Transforme em lista o parágrafo do texto sobre compulsão por jogos iniciado por "No Brasil, grupos de apoio", preservando os fatos principais.

TEXTO DE LEITURA:
———

A**, membro da organização JOG-ANON há 20 anos

Dependência

O aumento no número de apostadores também eleva os casos de compulsão por jogos. A ludopatia, ou transtorno de jogos patológicos, é uma condição médica caracterizada pelo desejo incontrolável de jogar, reconhecida pela Organização Mundial da Saúde (OMS).

Márcia Pilão, psicóloga, psicopedagoga e colaboradora do Programa Ambulatorial Integrado dos Transtornos do Impulso (PRO-AMITI) do Instituto de Psiquiatria do Hospital das Clínicas, explica que os impulsos de quem sofre desse transtorno são semelhantes aos de dependentes de álcool, tabaco e drogas ilícitas. A psicóloga também destaca o retorno rápido dos resultados dos jogos como fator determinante: “a compulsão nas apostas online tem uma variável associada à possibilidade de uma resposta imediata, muito rápida, e isso faz com que à medida que o apostador compulsivo ganhe, a descarga de dopamina o faça ter um sentimento de bem-estar que o mantém no jogo sem qualquer freio”. 

Além disso, a interatividade da tecnologia favorece a compulsão. “Estamos vivendo uma epidemia de jogos e apostas online. As pesquisas mostram que os motivos que levam as pessoas a apostarem estão associadas à facilidade [de acesso], já que os principais motivos apontados são: 42% por diversão, 25% para aumentar a renda, 17% entretenimento e 6% por vício”, analisa Márcia.

No Brasil, grupos de apoio para jogadores compulsivos existem desde o final do século 20, como a Irmandade de Jogadores Anônimos (JA), que teve a primeira reunião em 1993 no Rio de Janeiro e se espalhou pelo país, com o foco nos jogos de azar populares da época, como o jogo do bicho e caça-níqueis. Contudo, houve  aumento na procura por ajuda ligada às apostas online, segundo R**, da diretoria do Escritório de Serviços de JA no Rio de Janeiro.

———

DADOS PARA ANÁLISE:
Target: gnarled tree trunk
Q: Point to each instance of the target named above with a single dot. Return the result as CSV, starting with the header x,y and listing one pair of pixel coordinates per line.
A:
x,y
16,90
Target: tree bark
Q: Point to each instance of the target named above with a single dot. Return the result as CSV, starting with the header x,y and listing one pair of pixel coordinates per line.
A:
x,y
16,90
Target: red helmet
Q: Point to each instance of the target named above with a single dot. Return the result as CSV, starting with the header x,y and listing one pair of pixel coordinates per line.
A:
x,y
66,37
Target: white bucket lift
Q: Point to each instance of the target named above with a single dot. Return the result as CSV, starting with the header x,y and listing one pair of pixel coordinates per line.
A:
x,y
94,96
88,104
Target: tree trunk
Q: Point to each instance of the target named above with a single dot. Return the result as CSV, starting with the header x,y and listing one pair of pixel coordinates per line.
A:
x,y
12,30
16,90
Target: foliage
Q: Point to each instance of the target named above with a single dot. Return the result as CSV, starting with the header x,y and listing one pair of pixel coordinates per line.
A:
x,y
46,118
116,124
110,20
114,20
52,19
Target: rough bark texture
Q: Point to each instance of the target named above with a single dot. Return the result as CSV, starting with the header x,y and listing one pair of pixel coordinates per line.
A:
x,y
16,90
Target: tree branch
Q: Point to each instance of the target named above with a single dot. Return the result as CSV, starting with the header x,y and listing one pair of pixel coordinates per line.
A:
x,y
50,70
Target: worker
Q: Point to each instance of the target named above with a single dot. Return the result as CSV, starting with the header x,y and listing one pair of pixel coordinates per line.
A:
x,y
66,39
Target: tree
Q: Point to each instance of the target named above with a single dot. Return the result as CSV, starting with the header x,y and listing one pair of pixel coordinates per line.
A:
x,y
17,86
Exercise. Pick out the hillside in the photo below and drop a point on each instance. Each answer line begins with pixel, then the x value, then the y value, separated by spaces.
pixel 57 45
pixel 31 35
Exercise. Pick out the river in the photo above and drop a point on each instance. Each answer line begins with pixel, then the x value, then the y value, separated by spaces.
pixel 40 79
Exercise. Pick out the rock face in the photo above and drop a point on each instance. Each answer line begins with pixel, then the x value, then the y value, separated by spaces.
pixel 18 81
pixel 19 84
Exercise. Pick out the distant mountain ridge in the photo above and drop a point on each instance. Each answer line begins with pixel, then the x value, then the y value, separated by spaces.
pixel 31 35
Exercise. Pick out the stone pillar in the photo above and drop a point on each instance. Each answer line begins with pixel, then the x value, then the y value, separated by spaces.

———

ÁREA DE RESPOSTA:
- No Brasil, existem grupos de apoio a jogadores compulsivos desde o final do século 20.
- Um exemplo é a Irmandade de Jogadores Anônimos (JA), cuja primeira reunião ocorreu em 1993, no Rio de Janeiro.
- A JA se espalhou pelo país.
- O foco inicial eram os jogos de azar populares da época, como o jogo do bicho e os caça-níqueis.
- Segundo R**, da diretoria do Escritório de Serviços de JA no Rio de Janeiro, aumentou a procura por ajuda ligada às apostas online.